> _Task goal_: Starting at the line that contains "of the gold", print every remaining line of the entries, unchanged, and output nothing more.

————————

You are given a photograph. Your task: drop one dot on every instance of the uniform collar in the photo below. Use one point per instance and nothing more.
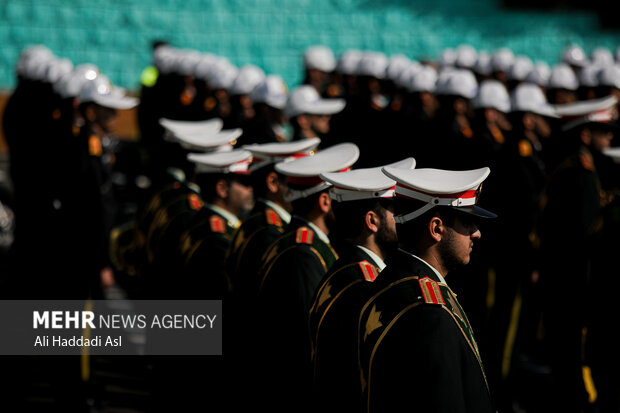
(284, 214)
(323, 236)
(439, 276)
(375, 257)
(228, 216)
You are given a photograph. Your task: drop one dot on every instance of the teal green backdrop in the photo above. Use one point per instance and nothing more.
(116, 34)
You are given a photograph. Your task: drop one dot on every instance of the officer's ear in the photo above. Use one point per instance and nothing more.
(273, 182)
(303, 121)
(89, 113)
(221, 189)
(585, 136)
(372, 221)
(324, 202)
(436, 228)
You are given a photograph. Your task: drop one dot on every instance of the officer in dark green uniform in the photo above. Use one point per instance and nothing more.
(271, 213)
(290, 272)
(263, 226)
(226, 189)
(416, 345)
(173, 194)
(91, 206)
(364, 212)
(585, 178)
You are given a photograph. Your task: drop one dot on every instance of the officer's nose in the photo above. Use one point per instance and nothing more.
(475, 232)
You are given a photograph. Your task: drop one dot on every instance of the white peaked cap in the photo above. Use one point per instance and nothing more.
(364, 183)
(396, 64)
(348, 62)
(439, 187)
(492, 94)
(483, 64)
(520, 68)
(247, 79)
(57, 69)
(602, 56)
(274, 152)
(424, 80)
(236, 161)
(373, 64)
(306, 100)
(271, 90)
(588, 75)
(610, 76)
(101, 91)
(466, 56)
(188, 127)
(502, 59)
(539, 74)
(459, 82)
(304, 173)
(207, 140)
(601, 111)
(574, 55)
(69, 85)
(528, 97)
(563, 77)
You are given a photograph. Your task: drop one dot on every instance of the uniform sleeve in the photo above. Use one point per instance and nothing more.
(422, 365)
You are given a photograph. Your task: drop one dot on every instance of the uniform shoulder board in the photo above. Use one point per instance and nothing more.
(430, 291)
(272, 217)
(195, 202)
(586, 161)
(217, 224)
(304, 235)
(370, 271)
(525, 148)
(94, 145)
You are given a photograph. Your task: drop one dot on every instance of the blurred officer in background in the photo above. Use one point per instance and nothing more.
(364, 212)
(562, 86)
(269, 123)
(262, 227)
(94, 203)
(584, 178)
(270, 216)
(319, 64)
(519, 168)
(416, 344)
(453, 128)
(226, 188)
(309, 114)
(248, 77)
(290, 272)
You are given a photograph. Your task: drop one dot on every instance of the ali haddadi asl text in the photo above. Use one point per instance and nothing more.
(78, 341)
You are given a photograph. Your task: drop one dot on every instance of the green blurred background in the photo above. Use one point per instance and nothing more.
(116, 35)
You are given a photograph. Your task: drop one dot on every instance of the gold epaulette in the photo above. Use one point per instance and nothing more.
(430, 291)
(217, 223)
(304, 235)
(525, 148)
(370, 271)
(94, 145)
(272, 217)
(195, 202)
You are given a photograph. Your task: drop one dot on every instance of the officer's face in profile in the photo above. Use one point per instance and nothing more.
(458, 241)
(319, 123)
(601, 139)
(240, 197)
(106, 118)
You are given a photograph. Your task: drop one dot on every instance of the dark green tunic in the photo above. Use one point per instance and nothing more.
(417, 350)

————————

> _Task output_:
You are given a photograph. Your task: drop one dot on every instance of the gold epaulette in the photo above. Use one point per instance and nothing more.
(430, 291)
(217, 223)
(304, 235)
(525, 148)
(370, 271)
(94, 145)
(272, 217)
(195, 202)
You are given a photograph. Your task: drop one dot on every instance of the officer's face in profile in the photo above. Use one point per instance and nothing more.
(458, 241)
(319, 123)
(601, 139)
(240, 197)
(106, 118)
You are given a photograph. Your task: drop one dot on every instance of the dark green tunic in the photo above. Use one point per instance and nothing more.
(417, 350)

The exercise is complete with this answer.